» **Directive**: Output the stretch of the material below exactly as it appears, from the line that contains "If you don't mind, I'd like you to find the curtain" through the end of the material.

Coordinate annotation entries
──────────

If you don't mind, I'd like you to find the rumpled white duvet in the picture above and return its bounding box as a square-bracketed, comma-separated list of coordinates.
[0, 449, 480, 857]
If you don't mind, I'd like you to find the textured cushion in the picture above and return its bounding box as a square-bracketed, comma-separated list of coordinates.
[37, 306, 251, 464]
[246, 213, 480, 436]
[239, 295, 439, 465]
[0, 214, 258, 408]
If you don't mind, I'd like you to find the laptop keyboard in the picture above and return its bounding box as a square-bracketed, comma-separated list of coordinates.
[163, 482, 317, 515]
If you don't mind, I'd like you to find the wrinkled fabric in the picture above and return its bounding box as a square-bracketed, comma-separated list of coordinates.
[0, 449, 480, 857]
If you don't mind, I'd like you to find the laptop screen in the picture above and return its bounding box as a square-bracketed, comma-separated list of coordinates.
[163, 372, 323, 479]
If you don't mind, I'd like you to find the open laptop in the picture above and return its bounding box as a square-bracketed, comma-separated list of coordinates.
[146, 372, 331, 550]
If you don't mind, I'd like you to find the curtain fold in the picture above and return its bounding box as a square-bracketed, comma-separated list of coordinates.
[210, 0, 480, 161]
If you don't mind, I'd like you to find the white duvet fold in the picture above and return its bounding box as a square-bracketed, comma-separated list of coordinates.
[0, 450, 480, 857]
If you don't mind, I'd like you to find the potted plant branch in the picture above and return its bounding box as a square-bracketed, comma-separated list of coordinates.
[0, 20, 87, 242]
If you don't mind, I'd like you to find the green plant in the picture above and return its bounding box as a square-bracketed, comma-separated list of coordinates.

──────────

» **Complete response**:
If you don't mind, I'd like you to find the curtain fold in the picture above and return its bounding box as a square-bracketed, comma-separated list of coordinates.
[210, 0, 480, 161]
If you don't mind, I'd like you to find the white duvet fold in the picture above and return its bounding box as a square-bracketed, comma-separated list of coordinates.
[0, 450, 480, 857]
If you don't mind, I'd like you to find the potted plant branch in the picture above and return its bounding box as a square-bracketed, comma-separated list of coordinates.
[0, 20, 87, 242]
If you don't mind, I'd like you to find the green plant in the picture above and return its bounding box as a square-bracketed, comma-separated list of coordinates.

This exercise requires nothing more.